| Try it |
How many lines in the rows below contain the word "positive"? Give only the number.

Start of Source records

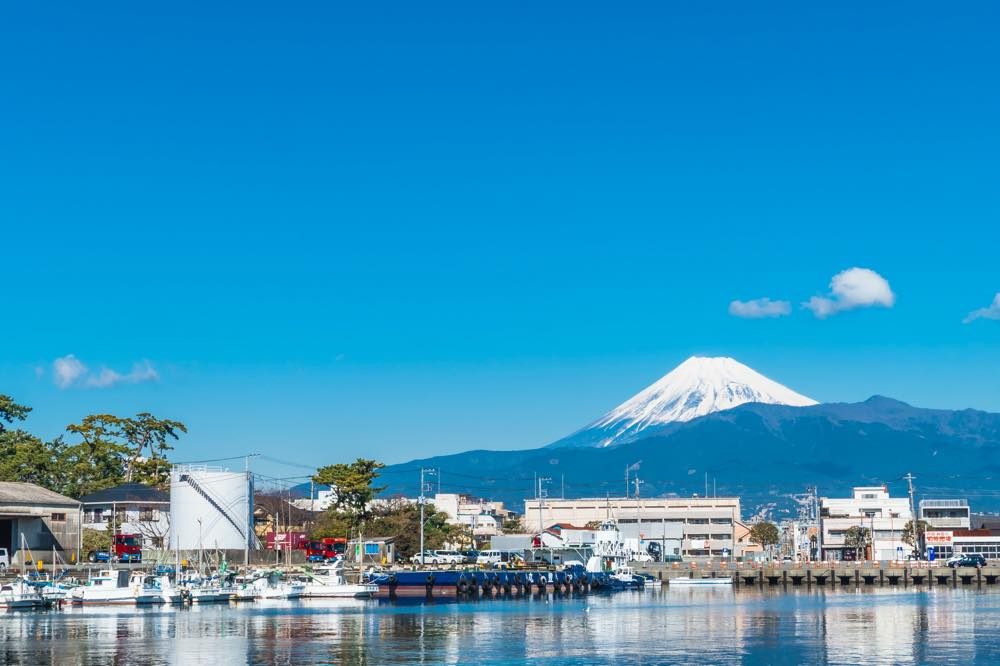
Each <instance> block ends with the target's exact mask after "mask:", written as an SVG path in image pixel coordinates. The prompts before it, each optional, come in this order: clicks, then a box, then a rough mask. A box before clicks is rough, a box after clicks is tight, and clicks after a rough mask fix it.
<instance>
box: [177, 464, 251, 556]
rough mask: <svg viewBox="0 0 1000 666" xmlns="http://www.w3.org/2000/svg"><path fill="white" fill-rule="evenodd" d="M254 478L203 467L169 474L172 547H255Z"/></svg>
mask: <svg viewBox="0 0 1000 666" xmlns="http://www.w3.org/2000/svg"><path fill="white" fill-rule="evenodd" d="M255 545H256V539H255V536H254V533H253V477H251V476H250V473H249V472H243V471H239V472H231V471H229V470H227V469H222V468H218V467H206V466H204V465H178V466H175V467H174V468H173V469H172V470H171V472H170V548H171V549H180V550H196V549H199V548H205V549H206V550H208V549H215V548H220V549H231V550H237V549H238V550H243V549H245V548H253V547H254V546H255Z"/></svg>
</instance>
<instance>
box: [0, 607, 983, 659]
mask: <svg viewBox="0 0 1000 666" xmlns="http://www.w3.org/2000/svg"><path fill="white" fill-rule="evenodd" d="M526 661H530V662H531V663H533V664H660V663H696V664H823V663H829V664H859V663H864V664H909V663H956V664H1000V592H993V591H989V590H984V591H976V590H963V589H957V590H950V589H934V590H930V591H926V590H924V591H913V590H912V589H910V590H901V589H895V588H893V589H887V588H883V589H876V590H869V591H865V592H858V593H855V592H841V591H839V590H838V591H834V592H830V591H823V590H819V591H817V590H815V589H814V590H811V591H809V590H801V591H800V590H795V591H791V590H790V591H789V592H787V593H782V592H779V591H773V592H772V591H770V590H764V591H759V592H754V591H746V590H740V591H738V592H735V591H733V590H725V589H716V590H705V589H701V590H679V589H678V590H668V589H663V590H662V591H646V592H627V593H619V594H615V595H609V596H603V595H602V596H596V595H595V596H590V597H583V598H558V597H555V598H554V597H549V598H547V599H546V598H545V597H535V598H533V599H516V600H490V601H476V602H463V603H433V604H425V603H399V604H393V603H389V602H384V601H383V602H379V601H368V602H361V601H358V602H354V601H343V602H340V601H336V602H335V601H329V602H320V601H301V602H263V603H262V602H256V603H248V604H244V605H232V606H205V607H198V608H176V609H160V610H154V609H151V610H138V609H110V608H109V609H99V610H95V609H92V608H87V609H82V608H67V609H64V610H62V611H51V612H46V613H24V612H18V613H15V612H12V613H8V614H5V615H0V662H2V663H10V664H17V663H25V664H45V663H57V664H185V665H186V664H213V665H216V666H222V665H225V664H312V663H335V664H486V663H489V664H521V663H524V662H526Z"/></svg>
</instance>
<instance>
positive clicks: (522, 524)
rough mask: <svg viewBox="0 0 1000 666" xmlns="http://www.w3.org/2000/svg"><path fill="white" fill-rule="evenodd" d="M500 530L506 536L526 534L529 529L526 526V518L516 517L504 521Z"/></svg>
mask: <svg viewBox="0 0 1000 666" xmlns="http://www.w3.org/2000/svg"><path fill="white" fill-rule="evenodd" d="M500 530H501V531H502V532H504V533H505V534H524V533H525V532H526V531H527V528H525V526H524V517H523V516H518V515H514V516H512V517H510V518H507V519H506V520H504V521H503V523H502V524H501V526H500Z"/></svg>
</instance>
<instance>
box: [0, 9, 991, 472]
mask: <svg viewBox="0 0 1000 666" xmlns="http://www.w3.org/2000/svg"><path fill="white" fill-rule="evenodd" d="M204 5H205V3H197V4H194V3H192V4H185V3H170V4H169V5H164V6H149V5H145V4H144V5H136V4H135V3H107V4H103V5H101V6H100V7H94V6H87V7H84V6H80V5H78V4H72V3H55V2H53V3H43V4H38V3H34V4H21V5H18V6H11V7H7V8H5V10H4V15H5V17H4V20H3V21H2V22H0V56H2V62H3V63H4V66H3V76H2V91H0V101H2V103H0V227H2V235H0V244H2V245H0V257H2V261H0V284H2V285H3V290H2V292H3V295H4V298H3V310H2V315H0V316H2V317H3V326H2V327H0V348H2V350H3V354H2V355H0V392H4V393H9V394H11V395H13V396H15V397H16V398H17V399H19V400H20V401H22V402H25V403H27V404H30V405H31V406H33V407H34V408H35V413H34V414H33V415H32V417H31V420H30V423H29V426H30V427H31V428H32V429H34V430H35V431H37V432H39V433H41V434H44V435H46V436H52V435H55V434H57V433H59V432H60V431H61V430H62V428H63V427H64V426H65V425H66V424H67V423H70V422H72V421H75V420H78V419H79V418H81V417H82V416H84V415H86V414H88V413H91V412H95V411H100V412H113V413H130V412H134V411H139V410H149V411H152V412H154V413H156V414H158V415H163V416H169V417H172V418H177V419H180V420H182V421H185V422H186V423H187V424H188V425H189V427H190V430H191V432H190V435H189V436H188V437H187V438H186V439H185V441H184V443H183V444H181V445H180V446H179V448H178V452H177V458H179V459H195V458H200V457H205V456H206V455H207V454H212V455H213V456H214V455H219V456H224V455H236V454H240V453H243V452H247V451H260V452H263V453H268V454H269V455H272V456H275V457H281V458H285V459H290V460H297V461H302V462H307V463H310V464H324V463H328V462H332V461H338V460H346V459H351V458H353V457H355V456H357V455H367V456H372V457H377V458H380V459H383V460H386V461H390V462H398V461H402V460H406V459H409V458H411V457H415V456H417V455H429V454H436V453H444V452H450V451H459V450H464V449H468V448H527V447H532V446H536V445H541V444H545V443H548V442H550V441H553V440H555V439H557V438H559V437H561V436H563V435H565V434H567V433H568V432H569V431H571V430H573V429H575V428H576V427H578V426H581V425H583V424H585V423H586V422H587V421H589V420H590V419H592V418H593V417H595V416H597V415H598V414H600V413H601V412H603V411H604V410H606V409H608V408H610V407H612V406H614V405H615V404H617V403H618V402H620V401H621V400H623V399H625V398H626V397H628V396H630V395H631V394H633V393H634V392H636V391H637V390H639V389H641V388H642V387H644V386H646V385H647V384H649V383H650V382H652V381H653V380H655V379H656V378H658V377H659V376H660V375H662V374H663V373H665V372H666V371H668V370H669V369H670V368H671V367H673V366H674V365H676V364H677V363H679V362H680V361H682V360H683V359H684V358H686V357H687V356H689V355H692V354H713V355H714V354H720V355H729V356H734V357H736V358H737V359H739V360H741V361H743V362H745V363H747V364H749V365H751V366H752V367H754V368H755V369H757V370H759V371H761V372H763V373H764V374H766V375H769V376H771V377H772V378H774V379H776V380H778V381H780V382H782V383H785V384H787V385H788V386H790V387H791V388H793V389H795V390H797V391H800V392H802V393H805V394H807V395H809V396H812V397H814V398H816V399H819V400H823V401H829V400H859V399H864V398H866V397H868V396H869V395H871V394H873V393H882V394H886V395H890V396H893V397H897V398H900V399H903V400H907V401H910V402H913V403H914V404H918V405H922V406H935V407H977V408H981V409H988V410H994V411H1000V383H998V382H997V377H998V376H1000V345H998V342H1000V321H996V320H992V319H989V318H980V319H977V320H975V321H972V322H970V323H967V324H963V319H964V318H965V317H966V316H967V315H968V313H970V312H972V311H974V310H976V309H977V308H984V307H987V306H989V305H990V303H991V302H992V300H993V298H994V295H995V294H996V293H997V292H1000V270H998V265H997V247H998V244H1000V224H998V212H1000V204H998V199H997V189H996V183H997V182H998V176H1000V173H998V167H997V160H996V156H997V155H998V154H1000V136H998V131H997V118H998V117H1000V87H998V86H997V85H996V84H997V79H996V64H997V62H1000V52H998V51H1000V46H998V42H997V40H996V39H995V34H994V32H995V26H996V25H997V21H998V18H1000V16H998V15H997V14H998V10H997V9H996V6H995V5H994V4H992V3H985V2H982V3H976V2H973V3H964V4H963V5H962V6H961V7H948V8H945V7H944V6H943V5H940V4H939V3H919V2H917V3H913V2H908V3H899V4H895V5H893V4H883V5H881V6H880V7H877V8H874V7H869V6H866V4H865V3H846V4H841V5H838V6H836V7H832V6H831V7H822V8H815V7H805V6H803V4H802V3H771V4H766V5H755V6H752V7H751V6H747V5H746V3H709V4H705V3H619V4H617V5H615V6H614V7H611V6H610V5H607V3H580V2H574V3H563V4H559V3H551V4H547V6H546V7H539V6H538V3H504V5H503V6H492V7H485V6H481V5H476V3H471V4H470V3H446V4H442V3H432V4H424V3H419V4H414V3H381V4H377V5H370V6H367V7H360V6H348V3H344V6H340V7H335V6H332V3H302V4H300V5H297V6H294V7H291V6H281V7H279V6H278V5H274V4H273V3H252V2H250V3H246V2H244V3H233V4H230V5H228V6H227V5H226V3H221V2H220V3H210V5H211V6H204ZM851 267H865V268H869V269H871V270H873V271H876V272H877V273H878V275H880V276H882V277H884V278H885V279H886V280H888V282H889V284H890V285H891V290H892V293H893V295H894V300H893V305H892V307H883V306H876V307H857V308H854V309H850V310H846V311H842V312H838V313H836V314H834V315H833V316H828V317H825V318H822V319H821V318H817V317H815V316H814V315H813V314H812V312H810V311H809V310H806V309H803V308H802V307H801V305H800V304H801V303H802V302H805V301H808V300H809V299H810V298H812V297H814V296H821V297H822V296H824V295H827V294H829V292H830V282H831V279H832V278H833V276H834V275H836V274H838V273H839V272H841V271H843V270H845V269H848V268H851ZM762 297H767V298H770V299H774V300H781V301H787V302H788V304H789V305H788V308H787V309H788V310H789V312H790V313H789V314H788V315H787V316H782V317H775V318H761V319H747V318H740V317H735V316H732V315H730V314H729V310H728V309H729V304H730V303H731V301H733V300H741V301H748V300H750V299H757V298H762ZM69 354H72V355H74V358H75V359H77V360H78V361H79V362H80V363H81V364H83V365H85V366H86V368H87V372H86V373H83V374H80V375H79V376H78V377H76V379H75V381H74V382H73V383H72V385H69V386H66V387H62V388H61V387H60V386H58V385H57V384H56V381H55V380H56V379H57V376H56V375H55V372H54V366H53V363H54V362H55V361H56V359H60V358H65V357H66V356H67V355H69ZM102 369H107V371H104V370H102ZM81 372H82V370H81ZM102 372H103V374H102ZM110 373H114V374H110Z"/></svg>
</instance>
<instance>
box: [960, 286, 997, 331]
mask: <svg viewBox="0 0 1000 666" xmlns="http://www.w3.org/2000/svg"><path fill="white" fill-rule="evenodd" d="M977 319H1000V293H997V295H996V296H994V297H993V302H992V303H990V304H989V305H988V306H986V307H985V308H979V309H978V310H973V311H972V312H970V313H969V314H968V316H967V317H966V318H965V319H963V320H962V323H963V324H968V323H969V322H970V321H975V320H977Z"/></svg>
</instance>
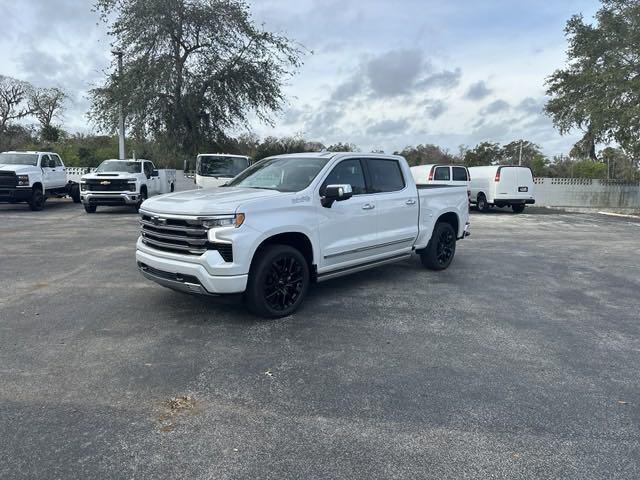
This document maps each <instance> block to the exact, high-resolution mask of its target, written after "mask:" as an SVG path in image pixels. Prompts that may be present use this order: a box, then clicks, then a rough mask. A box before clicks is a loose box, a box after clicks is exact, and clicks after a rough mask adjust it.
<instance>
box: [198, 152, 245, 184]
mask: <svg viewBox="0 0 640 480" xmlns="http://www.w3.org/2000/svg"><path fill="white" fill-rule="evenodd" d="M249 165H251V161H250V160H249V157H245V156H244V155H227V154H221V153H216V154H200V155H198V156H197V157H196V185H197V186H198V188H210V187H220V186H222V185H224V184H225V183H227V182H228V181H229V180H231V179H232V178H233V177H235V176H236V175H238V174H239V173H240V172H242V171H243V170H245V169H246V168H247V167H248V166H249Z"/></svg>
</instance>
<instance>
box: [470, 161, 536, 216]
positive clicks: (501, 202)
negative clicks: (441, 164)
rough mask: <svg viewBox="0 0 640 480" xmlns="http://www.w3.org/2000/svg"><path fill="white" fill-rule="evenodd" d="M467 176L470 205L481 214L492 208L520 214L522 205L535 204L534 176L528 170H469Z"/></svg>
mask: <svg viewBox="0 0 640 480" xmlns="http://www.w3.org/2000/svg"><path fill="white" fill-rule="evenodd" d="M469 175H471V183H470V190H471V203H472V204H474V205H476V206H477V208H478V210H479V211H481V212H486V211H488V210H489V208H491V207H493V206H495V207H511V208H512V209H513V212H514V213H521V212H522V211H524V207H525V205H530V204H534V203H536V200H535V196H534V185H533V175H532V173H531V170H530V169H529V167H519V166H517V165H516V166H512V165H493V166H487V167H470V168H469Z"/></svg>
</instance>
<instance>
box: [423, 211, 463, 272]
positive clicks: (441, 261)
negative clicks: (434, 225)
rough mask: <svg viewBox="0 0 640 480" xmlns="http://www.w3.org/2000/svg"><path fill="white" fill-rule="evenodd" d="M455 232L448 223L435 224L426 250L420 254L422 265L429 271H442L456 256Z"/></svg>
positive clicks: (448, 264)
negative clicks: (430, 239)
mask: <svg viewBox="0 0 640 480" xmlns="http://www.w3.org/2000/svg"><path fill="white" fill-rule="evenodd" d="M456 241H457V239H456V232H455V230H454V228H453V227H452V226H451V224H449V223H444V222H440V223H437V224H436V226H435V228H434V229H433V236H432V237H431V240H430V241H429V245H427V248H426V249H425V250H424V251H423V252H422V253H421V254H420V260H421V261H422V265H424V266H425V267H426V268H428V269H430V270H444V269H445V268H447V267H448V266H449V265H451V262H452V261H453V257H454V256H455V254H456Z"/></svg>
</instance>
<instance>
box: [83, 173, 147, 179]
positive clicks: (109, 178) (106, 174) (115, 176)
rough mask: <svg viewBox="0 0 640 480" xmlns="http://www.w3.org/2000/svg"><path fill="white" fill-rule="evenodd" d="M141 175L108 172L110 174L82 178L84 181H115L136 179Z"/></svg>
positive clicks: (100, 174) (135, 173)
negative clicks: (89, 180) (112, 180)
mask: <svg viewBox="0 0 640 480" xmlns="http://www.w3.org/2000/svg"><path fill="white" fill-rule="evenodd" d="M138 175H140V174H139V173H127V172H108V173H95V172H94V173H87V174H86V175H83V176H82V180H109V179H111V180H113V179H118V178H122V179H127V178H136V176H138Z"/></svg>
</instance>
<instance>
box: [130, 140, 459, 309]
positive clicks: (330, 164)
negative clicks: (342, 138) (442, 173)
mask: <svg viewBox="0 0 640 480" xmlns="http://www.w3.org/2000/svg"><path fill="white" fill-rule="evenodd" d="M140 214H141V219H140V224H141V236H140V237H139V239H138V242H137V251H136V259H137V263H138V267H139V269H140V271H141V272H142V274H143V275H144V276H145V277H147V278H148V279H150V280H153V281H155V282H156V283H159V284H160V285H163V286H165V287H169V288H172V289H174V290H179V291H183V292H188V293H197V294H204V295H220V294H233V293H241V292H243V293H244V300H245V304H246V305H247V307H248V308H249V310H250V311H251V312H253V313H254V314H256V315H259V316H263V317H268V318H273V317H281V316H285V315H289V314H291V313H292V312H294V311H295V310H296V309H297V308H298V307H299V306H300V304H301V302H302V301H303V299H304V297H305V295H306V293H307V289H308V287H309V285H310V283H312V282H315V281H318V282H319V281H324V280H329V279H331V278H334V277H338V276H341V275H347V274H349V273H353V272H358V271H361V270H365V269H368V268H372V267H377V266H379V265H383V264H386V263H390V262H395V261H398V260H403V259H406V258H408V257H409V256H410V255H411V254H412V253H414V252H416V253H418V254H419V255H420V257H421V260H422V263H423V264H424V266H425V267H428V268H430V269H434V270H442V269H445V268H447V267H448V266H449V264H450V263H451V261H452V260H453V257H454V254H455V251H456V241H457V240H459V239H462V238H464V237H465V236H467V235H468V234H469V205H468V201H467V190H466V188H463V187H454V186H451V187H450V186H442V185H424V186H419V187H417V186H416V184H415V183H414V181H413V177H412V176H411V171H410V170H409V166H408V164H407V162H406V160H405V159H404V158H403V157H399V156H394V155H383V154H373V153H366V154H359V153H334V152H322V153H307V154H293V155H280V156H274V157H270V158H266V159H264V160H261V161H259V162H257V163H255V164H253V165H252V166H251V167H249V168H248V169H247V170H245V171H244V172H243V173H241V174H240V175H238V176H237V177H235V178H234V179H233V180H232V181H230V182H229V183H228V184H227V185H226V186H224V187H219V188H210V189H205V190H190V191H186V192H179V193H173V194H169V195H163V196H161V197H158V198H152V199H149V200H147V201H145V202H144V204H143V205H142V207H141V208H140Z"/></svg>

End of Source records

| Exercise response |
7